Please show each line of the listing that contains the word "green", matching case exactly.

# Start of Data to process

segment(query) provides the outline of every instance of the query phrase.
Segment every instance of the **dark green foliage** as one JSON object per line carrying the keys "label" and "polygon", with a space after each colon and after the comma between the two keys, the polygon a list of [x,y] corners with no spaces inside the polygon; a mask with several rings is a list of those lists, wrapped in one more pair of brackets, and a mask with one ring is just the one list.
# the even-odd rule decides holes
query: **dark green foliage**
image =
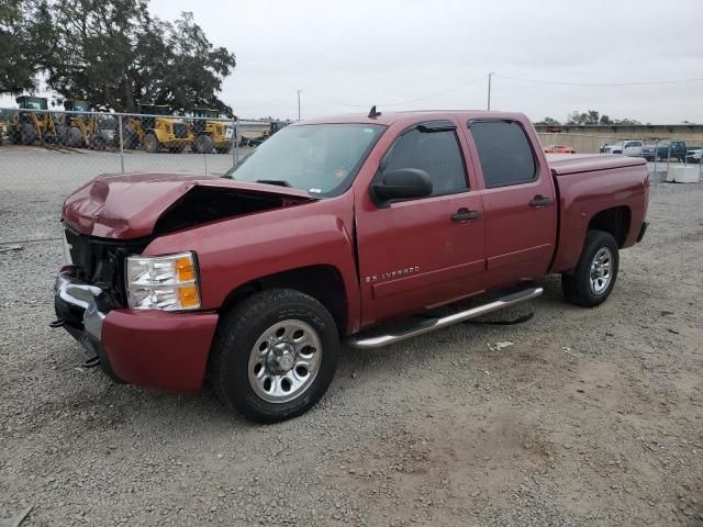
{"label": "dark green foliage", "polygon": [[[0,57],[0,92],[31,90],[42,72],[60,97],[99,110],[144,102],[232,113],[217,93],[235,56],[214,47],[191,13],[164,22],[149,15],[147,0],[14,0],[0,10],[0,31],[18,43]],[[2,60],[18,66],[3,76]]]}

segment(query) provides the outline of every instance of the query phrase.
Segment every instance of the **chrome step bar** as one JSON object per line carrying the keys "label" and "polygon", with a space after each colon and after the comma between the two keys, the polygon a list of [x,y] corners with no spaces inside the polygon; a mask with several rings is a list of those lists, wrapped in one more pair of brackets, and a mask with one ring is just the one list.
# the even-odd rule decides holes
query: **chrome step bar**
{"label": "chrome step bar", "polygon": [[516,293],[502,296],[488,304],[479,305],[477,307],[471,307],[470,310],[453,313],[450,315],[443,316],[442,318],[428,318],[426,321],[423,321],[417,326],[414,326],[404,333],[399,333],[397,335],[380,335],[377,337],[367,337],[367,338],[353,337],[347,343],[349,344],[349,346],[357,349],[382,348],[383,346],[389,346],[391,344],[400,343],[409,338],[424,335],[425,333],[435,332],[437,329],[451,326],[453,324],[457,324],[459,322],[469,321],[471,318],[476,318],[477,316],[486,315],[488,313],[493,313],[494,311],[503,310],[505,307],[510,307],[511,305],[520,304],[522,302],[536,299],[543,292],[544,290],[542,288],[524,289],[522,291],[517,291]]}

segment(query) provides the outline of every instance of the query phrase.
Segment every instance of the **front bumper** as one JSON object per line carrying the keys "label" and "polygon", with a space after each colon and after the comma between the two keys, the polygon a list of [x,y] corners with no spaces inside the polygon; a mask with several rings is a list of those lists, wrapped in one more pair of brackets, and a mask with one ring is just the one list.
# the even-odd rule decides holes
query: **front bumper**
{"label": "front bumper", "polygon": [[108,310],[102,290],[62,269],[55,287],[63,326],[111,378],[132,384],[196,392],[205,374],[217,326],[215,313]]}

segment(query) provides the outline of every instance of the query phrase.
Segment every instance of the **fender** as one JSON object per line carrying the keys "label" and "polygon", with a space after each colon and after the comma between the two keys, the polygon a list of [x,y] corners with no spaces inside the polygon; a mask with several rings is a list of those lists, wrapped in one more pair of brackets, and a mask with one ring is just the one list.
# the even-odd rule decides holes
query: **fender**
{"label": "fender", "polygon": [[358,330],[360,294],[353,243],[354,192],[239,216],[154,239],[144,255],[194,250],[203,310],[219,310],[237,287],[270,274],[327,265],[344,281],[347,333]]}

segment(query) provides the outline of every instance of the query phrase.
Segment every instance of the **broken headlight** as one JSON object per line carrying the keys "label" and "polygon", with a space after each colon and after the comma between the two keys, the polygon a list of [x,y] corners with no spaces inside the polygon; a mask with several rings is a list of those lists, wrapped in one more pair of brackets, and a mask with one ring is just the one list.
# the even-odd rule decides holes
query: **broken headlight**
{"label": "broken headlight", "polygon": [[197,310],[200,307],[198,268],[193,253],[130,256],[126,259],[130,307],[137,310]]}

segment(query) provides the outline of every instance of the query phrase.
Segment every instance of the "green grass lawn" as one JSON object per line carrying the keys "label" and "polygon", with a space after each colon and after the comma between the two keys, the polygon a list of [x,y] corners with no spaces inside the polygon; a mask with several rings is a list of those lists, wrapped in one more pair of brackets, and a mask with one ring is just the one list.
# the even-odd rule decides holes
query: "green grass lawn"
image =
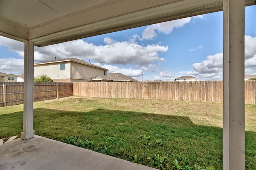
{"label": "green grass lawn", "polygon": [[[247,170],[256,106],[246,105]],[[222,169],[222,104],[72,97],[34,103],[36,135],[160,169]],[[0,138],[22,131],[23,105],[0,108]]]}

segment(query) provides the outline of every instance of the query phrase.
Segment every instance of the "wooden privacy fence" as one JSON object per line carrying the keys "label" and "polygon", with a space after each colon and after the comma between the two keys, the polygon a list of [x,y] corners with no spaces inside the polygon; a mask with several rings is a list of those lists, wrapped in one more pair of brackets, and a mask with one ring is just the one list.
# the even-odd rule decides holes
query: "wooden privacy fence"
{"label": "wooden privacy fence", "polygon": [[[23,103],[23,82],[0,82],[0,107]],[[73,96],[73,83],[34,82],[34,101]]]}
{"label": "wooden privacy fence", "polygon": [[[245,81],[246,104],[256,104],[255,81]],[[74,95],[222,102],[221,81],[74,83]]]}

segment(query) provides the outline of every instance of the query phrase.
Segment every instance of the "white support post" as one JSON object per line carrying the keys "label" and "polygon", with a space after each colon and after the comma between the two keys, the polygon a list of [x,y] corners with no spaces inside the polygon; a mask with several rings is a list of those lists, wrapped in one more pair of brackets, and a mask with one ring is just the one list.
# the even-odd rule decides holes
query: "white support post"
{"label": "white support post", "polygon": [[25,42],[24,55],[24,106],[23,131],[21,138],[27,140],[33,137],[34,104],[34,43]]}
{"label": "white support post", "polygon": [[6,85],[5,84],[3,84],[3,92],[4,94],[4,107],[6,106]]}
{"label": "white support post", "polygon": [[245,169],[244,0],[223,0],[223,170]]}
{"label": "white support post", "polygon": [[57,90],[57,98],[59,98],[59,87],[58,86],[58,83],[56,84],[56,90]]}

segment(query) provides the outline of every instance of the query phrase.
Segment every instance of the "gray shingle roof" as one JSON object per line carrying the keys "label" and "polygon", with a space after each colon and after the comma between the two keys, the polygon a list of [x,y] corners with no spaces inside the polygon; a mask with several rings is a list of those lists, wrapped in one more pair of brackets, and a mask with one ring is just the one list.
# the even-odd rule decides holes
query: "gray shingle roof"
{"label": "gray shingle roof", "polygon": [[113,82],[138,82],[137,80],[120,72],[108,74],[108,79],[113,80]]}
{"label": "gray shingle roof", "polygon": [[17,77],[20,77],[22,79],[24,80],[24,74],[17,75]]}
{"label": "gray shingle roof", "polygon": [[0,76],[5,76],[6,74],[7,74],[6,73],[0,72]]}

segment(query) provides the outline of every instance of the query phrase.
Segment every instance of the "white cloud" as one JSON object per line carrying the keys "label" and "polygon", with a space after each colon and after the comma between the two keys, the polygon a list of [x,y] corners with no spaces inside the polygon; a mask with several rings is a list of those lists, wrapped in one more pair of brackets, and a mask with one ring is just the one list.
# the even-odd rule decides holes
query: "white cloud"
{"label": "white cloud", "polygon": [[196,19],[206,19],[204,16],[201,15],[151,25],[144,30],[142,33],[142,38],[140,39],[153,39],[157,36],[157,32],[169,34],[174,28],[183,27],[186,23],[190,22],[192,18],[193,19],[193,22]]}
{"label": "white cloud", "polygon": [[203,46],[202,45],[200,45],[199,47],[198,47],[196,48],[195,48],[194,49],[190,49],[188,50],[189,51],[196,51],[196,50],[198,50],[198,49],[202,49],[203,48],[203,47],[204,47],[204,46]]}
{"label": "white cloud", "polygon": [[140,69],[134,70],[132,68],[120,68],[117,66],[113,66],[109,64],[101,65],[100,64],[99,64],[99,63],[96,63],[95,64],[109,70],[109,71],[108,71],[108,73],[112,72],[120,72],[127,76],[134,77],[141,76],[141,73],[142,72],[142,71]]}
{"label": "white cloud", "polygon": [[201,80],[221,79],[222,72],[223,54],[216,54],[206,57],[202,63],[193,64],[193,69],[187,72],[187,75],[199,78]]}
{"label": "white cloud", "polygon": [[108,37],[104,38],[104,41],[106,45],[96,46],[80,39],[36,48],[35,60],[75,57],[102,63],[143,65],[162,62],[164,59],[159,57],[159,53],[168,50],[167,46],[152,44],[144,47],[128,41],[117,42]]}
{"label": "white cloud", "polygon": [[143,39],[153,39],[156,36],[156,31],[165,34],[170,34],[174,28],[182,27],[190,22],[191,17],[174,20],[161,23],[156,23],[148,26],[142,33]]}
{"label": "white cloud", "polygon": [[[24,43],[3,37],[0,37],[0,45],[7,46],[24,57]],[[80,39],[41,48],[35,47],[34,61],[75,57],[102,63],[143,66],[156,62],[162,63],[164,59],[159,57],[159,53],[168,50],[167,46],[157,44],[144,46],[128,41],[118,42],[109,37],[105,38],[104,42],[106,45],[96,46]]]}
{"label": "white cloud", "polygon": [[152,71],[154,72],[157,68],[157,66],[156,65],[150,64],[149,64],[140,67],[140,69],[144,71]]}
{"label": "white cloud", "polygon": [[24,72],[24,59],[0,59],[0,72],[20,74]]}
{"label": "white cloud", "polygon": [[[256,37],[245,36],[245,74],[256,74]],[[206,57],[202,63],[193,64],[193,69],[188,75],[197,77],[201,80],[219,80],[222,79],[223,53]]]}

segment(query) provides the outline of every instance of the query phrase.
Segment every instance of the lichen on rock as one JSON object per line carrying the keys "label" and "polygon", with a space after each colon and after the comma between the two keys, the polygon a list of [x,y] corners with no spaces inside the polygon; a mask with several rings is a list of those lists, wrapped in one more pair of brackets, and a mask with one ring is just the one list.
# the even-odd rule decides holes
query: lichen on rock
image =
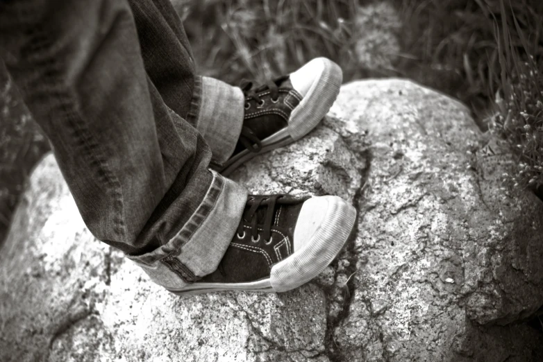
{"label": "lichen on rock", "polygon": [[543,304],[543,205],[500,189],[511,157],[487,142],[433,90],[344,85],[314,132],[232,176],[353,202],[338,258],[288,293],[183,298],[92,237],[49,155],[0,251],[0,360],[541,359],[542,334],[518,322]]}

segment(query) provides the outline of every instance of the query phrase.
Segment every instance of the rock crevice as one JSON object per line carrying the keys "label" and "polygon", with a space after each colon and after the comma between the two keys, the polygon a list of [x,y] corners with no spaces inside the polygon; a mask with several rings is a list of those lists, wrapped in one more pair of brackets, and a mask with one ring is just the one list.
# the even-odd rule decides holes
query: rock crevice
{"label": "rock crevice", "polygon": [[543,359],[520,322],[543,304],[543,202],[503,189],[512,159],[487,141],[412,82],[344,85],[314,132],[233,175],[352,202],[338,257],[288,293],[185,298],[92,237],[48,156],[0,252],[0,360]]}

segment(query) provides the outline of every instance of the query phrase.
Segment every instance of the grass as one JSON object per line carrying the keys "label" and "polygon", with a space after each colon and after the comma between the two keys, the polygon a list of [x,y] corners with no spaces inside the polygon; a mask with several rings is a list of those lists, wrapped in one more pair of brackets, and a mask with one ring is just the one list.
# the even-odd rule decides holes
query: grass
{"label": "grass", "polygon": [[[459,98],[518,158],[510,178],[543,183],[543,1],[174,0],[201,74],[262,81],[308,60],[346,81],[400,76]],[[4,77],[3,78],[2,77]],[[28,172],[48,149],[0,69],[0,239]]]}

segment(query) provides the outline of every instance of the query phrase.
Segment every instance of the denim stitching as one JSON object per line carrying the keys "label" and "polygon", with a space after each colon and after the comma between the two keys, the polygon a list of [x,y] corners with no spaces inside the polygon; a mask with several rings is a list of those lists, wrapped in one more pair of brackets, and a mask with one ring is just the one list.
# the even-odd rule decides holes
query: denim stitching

# End of Data to process

• _Written response_
Segment every instance of the **dark green foliage** as one JSON object per line carrying the keys "label" and "polygon", with a space after each colon and after the comma between the two keys, the polygon a list of [x,y] corners with no spaces inside the polygon; a mask with several rings is a list of those lists, wrapped in one more pair of brackets, and a mask with one ring is just the one list.
query: **dark green foliage**
{"label": "dark green foliage", "polygon": [[[0,57],[0,92],[31,90],[42,72],[60,97],[99,110],[144,102],[232,113],[217,93],[235,56],[214,47],[191,13],[164,22],[149,15],[147,0],[14,0],[0,10],[0,31],[18,43]],[[2,60],[18,66],[3,76]]]}
Segment every instance of the "green grass lawn" as one JSON object per line carrying the keys "label" and "polygon", with a space after each colon and after the comma between the two keys, the polygon a list of [x,y] corners with no spaces inside the polygon; a mask with several rings is a list of those lists, wrapped in one more pair of brackets, and a mask with one ring is just the one list.
query: "green grass lawn"
{"label": "green grass lawn", "polygon": [[[247,170],[256,106],[246,105]],[[222,169],[222,104],[72,97],[34,103],[36,135],[160,169]],[[0,138],[22,131],[23,105],[0,108]]]}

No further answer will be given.